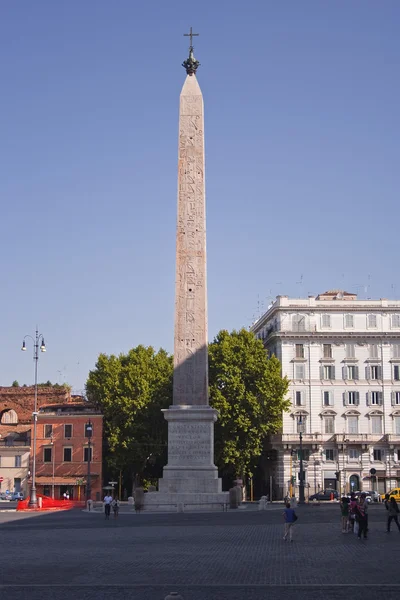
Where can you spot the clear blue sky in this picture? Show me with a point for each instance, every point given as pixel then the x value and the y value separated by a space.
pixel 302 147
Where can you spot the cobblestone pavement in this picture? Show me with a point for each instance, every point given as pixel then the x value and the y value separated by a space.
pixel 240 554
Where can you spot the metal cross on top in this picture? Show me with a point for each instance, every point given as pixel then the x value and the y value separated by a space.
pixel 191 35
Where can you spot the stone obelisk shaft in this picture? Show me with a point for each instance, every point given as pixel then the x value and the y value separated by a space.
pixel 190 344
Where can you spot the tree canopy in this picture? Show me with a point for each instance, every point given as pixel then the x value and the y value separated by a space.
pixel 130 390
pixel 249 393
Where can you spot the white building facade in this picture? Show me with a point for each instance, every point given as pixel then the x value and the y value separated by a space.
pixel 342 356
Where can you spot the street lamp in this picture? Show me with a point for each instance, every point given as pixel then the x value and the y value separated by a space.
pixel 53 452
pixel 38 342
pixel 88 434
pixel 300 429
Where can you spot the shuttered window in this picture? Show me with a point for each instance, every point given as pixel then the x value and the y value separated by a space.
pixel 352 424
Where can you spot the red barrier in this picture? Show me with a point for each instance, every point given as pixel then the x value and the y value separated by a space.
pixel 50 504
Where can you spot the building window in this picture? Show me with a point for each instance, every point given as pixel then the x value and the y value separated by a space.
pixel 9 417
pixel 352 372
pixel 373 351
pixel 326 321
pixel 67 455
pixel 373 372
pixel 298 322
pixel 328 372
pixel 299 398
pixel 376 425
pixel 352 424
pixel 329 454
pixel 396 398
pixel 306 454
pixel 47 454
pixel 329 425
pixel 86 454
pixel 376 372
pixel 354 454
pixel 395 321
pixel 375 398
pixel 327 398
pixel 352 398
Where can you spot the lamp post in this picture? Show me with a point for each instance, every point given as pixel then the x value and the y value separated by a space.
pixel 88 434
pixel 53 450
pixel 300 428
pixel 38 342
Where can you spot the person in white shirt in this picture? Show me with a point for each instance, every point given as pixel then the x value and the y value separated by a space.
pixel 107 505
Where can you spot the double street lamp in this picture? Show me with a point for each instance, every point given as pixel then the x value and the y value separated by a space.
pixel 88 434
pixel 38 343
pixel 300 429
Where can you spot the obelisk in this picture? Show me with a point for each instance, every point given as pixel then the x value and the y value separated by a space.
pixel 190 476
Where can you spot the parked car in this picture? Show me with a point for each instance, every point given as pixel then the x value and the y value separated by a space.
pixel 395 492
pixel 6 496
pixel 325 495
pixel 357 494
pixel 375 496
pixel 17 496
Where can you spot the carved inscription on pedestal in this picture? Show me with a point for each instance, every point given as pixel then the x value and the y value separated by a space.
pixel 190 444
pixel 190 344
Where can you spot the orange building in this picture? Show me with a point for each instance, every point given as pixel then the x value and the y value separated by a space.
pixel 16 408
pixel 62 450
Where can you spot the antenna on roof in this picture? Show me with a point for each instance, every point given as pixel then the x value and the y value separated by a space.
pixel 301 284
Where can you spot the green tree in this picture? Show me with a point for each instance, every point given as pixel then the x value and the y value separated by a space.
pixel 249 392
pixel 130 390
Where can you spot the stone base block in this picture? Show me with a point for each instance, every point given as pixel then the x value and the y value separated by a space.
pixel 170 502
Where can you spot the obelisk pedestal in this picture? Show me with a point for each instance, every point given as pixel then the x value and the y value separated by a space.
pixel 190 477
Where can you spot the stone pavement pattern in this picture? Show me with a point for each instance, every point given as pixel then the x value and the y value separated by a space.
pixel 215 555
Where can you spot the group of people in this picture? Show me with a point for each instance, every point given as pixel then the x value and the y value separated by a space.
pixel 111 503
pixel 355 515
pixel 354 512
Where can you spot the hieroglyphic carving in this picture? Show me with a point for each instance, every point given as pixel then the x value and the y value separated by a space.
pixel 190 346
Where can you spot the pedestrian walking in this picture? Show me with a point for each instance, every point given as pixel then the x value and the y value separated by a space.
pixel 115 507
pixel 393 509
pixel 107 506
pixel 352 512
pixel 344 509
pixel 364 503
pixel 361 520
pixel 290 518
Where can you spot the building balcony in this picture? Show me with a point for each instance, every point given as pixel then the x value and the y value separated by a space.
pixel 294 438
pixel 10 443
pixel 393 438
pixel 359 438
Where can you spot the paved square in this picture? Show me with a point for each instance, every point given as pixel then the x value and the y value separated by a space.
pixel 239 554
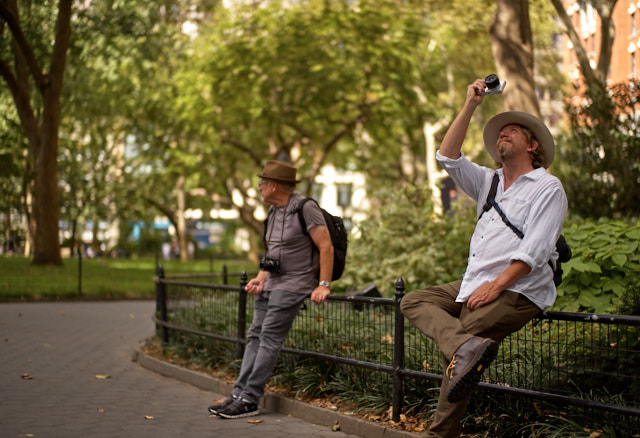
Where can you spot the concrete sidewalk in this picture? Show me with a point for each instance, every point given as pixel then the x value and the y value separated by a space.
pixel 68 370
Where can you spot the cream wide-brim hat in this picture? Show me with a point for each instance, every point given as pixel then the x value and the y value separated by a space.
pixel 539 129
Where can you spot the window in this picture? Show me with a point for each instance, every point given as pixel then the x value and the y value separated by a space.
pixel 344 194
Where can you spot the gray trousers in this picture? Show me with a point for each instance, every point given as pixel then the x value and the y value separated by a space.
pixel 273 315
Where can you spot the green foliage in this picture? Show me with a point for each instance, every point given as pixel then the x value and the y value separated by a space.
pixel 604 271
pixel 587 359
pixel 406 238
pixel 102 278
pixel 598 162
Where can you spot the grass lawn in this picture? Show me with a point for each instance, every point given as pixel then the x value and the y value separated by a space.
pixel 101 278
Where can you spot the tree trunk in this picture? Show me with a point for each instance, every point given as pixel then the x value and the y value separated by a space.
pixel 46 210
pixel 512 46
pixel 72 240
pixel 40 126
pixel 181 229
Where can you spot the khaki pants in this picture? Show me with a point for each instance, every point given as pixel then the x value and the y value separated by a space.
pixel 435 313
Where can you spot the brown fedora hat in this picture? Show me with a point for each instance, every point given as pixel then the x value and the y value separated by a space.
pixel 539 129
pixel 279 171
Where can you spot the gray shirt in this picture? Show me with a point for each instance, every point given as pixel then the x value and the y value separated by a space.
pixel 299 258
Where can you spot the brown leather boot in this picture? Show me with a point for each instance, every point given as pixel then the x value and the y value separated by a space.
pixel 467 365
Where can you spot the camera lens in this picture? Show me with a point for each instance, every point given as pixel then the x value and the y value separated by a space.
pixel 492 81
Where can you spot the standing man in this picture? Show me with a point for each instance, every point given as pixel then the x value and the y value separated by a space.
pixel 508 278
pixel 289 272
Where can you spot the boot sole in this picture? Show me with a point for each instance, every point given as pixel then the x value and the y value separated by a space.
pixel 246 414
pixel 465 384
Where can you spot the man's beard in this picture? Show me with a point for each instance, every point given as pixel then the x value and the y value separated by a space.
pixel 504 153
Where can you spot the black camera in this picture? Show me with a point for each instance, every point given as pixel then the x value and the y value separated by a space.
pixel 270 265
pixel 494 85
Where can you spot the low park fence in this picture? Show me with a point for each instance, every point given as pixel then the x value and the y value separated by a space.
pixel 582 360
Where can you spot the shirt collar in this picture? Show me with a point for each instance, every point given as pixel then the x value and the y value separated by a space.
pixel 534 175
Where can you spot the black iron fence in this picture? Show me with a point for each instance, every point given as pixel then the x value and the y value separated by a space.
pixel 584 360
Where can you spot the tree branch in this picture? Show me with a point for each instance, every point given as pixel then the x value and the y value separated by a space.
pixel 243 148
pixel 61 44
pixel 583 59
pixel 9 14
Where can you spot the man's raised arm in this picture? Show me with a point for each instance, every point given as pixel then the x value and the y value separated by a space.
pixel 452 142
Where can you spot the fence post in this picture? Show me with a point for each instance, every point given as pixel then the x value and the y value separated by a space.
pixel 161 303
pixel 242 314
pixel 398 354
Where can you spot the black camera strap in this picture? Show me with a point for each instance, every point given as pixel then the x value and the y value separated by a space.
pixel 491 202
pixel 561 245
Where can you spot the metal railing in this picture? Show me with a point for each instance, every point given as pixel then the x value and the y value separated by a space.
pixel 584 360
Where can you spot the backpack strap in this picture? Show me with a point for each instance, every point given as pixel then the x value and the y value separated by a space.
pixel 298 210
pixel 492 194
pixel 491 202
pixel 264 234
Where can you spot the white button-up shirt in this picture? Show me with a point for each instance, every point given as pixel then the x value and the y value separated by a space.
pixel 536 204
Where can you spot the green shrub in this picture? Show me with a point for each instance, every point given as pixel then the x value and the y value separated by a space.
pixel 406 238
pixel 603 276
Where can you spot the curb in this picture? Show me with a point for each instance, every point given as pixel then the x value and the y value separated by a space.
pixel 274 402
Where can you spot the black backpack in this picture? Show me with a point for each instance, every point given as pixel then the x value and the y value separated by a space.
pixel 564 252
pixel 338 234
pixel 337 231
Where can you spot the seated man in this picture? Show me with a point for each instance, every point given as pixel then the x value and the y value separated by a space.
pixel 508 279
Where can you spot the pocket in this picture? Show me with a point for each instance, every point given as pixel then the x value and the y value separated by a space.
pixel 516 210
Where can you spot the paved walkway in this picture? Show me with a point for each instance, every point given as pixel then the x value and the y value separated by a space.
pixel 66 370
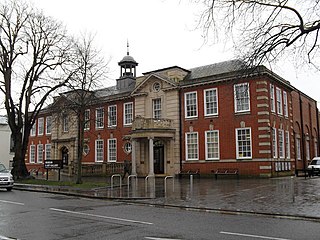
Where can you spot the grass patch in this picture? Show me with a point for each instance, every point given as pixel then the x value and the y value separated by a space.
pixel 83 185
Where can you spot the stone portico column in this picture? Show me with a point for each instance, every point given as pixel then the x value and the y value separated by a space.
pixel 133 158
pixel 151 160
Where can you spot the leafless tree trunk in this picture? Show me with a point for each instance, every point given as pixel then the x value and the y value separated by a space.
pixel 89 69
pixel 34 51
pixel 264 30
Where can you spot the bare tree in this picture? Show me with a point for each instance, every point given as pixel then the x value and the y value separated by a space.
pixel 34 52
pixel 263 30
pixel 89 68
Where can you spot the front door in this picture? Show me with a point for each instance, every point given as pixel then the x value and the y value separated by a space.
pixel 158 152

**EXERCISE GOAL:**
Print the stretch of the entries from the line that contains "Where can you spot the boot" through the line that contains "pixel 561 245", with both of those lines included, copied word for word.

**SOLVED PROBLEM:**
Where can you spot the boot sole in this picture? Show me with a point for each instance, every point given as pixel then the x value and the y value separated by a space.
pixel 246 414
pixel 465 384
Where can you spot the man's beard in this picture? Show me with a point for each instance, every point given as pixel then the x value and the y value separated by a space.
pixel 504 153
Where can you spot the black camera in this picture? Show me with a point for each instance, every point given as pixel then the x value and the y value separated by a space.
pixel 270 265
pixel 494 85
Where can you spot the low park fence in this picture? Show me with a point for each instance, every point given as pixel then the x value and the y value separated by a space.
pixel 582 360
Where can you spot the shirt collar in this picture? Show me with a point for each instance, every point given as pixel then the x value and the y value separated by a space.
pixel 534 175
Where can you spot the black iron fence in this picture? Show me with a point for each instance, every point given as pixel then the x value and the y value separated by a space.
pixel 584 360
Where can you spot the tree branch in this picture? Show me with a point for each instance, every point given as pixel then the x value and the y value separated by a space.
pixel 243 148
pixel 61 44
pixel 583 59
pixel 9 14
Where can you spot the man's raised arm in this picture? Show me with a point for each instance, every point given as pixel then the x value and the y value separated by a space.
pixel 452 142
Where can you spot the fence post in this picture? Show me with a point for each instance, every point given as pixel then the x value and the y value separated by a space.
pixel 161 303
pixel 242 314
pixel 398 354
Where can you spot the black camera strap in this picture? Show me with a point for each instance, every point given as pixel then the x value and the y value separated by a space.
pixel 491 202
pixel 561 245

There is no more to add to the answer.